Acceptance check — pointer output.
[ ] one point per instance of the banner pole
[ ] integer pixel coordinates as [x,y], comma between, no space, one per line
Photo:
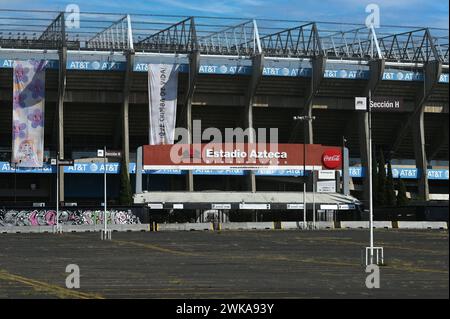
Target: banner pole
[57,192]
[104,188]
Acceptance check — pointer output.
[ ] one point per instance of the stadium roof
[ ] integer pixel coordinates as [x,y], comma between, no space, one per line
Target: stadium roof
[35,29]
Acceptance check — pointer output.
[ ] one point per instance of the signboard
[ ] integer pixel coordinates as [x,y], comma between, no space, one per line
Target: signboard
[254,206]
[388,104]
[294,206]
[113,153]
[379,104]
[102,153]
[360,103]
[329,207]
[220,206]
[326,187]
[327,174]
[346,206]
[155,206]
[332,158]
[62,162]
[239,156]
[65,162]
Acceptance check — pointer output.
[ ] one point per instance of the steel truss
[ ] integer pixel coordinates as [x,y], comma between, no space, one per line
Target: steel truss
[301,41]
[241,40]
[178,38]
[118,36]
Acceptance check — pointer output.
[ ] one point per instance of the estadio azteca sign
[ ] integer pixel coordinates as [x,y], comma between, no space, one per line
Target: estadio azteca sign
[242,156]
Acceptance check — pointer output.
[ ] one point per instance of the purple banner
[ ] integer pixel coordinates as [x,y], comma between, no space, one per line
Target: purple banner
[28,113]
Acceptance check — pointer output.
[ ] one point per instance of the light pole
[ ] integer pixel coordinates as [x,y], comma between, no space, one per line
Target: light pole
[370,179]
[104,190]
[57,192]
[304,119]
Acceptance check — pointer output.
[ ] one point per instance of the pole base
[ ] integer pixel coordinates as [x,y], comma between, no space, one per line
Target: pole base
[105,234]
[57,229]
[377,257]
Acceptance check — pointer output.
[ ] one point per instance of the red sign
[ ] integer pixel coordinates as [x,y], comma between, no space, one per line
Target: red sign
[332,158]
[230,156]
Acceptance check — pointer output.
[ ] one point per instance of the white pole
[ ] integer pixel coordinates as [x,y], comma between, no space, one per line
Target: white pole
[57,192]
[104,188]
[370,180]
[314,200]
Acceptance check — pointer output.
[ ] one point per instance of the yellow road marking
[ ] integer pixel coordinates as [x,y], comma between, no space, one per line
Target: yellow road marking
[154,247]
[43,286]
[344,241]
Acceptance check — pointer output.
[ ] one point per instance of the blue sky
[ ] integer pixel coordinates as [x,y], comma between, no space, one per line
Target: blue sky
[433,13]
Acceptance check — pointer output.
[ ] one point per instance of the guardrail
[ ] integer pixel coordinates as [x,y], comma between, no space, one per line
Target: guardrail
[290,225]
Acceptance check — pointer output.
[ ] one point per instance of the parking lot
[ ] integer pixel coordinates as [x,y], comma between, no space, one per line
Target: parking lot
[227,264]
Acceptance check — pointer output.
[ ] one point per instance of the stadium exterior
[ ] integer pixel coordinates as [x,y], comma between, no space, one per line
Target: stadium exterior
[234,73]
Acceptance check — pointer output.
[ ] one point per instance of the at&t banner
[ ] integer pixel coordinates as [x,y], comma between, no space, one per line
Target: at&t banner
[28,113]
[162,88]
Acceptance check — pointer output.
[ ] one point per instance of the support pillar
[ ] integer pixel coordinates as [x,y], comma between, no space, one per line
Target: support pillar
[418,131]
[194,63]
[432,71]
[60,113]
[318,68]
[124,112]
[257,70]
[376,75]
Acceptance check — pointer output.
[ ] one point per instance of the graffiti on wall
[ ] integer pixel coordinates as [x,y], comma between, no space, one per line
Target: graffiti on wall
[42,217]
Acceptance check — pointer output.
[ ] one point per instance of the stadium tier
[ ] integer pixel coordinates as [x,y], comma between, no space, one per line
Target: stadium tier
[233,73]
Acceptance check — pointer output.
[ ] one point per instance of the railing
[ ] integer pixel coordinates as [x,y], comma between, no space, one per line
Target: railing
[441,45]
[360,43]
[34,29]
[301,41]
[178,38]
[118,36]
[410,46]
[242,40]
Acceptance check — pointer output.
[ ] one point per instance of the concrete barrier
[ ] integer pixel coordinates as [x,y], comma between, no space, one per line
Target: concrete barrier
[74,228]
[299,225]
[421,225]
[132,227]
[185,226]
[247,226]
[365,224]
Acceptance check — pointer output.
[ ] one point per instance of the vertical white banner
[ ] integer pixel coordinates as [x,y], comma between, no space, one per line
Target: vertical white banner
[162,93]
[28,113]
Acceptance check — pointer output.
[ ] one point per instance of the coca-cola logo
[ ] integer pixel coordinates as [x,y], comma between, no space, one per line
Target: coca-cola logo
[332,158]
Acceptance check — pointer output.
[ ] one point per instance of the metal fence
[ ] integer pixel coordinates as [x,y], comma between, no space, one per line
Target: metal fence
[33,29]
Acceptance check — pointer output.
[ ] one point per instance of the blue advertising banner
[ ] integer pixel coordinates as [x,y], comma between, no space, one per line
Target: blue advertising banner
[114,168]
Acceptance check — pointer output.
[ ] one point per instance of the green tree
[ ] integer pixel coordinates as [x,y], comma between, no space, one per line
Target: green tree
[381,187]
[402,200]
[389,189]
[126,196]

--

- **WORK ORDER**: Could you write out the whole listing exactly, dropping the pictures?

- **RESPONSE TO THIS EXERCISE**:
Acceptance check — pointer output.
[ ] one point per instance of the banner pole
[ ] integer pixel coordinates as [x,y], comma between, no space, one per line
Photo:
Target: banner pole
[57,192]
[104,188]
Acceptance check — pointer output.
[ ] one point per instance of the stadium roof
[ ] integer pixel coordinates as [x,y], comma between, no space, one per line
Target: stadium roof
[35,29]
Acceptance check — pointer output.
[ ] one point per instance of the signboard
[ ] integer pixel coordinates as [x,y], comma between, no space, one per line
Target: signboard
[254,206]
[388,104]
[294,206]
[113,153]
[379,104]
[102,153]
[360,103]
[329,207]
[220,206]
[326,187]
[327,174]
[346,206]
[155,206]
[332,158]
[62,162]
[239,156]
[65,162]
Acceptance check — pointer output.
[ ] one point per instance of the steel truss
[ ] integer pixel coordinates as [x,y], comma between, no space, one per line
Target: steel truss
[301,41]
[241,40]
[178,38]
[118,36]
Acceptance check — pointer output.
[ ] one point per instance of the estadio azteca sign
[ ] integer pixel coordinates as [x,y], comma between, no space, one per line
Target: estadio azteca sign
[242,156]
Acceptance check — pointer output.
[ ] one point per instance of the purple banner
[ ] integer pixel coordinates as [x,y], comma between, no space, one per line
Target: purple banner
[28,113]
Acceptance check — pointer output.
[ ] one point per instance of the light pole
[ ] integer pixel coordinates as [x,y], comma between, no space, one per line
Target: light pole
[370,179]
[104,190]
[57,192]
[304,119]
Acceptance check — pointer output.
[ ] one point per instance of the pole base
[ ] integer pixel coordinates as [x,y], comma between, no space, one per line
Target: pole base
[105,234]
[57,229]
[377,257]
Acceptance check — pointer output.
[ ] one point per instance of the red sign
[ ] integer pixel coordinates as [x,y], comma between, no space, one per line
Target: red sign
[332,158]
[230,156]
Acceptance check — pointer output.
[ ] one point per instance of the white pole
[ ] integer pixel coordinates as [x,y], comma between, no space, one per line
Target: white pole
[57,192]
[104,188]
[370,180]
[314,200]
Acceptance check — pointer output.
[ ] one point per instance of the yellow road marking
[ ] integer pixel coordinates as [x,y], comma between, no space, one per line
Target: yellow road marking
[154,247]
[43,286]
[344,241]
Acceptance check — pointer output.
[ ] one point per instance of the blue sky
[ ] integer pixel coordinates as [x,y], comma between, no space, one per line
Target: blue sky
[433,13]
Acceptance check — pointer output.
[ ] one point per instance of the guardrail
[ ] integer pixel coordinates as [x,y], comma between, no space, one per line
Target: guardrail
[290,225]
Acceptance check — pointer output.
[ ] one point per instance of the parking lot
[ ] integer pixel coordinates as [x,y], comma between, no space, one per line
Target: parking lot
[227,264]
Acceptance check — pointer output.
[ ] one point per instance of the stadium exterior
[ ] integer pixel coordinates as [x,y], comma between, no space, one per line
Target: stadium exterior
[234,73]
Acceptance check — pointer output.
[ ] one point per instance of the at&t banner
[ ] integer pixel coordinates as [x,y], comma between, no space, one per line
Target: at&t banner
[28,113]
[162,88]
Acceptance check — pointer output.
[ ] one point per instance of the support pillar
[ ] integer pixel coordinates as [x,y], comma between, no space, one per line
Target: support pillar
[418,131]
[194,63]
[432,71]
[60,113]
[318,68]
[124,112]
[257,70]
[376,75]
Acceptance check — pointer output.
[ ] one point per instance of the graffiti on wall
[ ] integer pixel coordinates as [x,y], comma between, no space, one per line
Target: graffiti on wall
[42,217]
Acceptance check — pointer output.
[ ] one point per instance of the stadium tier
[ ] integer pixel coordinates as [x,y], comma between, no space, one per line
Target: stadium tier
[233,73]
Acceptance check — pointer output.
[ ] one point per instance of the railing
[ ] integer pixel coordinates as [x,y], comma between, no space, one per line
Target: railing
[441,45]
[360,43]
[34,29]
[301,41]
[178,38]
[118,36]
[410,46]
[242,40]
Acceptance check — pointer output.
[ ] one point per instance of the concrete barrier
[ ] integer pixel coordinates as [x,y], comma between, no space, one per line
Target: concrete barrier
[74,228]
[299,225]
[421,225]
[132,227]
[185,226]
[247,226]
[365,224]
Acceptance check — pointer output.
[ ] one point per instance of the vertical white banner
[ ] integer pixel coordinates as [x,y], comma between, no space, one per line
Target: vertical white banner
[162,93]
[28,113]
Acceptance check — pointer output.
[ ] one point per instance of the coca-cola logo
[ ] integer pixel coordinates as [x,y], comma between, no space, one per line
Target: coca-cola logo
[332,158]
Acceptance check — pointer output.
[ ] one point per instance of the metal fence
[ ] integer pixel coordinates as [x,y], comma between, no space, one per line
Target: metal fence
[33,29]
Acceptance check — pointer output.
[ ] one point per instance of the blue advertising banner
[ ] integer pixel coordinates as [x,y], comma between, no space, one per line
Target: blue advertising banner
[114,168]
Acceptance check — pointer output.
[ ] one point per instance of the green tree
[ ] integer pixel coordinates as [x,y], comma between, no space, one per line
Target: green tree
[381,187]
[402,200]
[389,189]
[126,196]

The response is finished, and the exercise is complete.